[Dataset excerpt]
_ _ _

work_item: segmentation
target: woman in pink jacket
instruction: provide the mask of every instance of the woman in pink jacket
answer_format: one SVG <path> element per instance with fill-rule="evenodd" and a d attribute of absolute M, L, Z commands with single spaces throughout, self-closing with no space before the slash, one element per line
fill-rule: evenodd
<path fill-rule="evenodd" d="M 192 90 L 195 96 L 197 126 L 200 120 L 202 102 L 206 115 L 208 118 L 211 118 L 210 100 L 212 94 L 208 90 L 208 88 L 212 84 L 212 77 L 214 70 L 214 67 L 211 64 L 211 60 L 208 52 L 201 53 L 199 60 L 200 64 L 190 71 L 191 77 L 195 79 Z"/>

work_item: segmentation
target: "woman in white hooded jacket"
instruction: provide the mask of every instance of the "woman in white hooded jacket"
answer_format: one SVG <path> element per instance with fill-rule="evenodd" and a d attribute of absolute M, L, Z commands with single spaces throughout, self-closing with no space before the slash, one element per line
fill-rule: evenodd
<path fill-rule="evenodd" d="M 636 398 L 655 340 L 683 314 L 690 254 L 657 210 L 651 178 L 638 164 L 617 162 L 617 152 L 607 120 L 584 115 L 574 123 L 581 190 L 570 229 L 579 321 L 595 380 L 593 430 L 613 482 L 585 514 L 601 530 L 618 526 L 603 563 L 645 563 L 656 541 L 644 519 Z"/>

_ _ _

- **Set exercise**: Rewrite all of the material above with every "jacket" changed to "coat", leaving everything else as it is.

- **Solution to the problem**:
work_item: segmentation
target: woman in pink coat
instruction: provide the mask of every instance of the woman in pink coat
answer_format: one SVG <path> element per instance with fill-rule="evenodd" and a d attribute of absolute M, L, Z commands with single spaces throughout, self-closing with no space before the slash, one element per line
fill-rule: evenodd
<path fill-rule="evenodd" d="M 192 90 L 195 96 L 197 126 L 200 120 L 202 102 L 206 115 L 208 118 L 211 118 L 210 100 L 212 94 L 208 90 L 208 88 L 212 84 L 212 77 L 214 70 L 214 67 L 211 64 L 211 60 L 208 52 L 201 53 L 199 60 L 200 64 L 190 71 L 191 77 L 195 79 Z"/>

work_item: segmentation
target: "woman in white hooded coat"
instruction: provide the mask of every instance of the "woman in white hooded coat"
answer_format: one SVG <path> element per instance with fill-rule="evenodd" and a d attribute of absolute M, L, Z commands with single spaces throughout, self-closing with no space before the slash, one element per line
fill-rule: evenodd
<path fill-rule="evenodd" d="M 636 398 L 655 340 L 683 314 L 690 254 L 657 210 L 651 178 L 638 164 L 617 162 L 617 152 L 607 120 L 584 115 L 574 123 L 581 190 L 570 229 L 579 321 L 595 380 L 593 430 L 613 482 L 585 514 L 601 530 L 618 526 L 603 563 L 645 563 L 656 541 L 644 519 Z"/>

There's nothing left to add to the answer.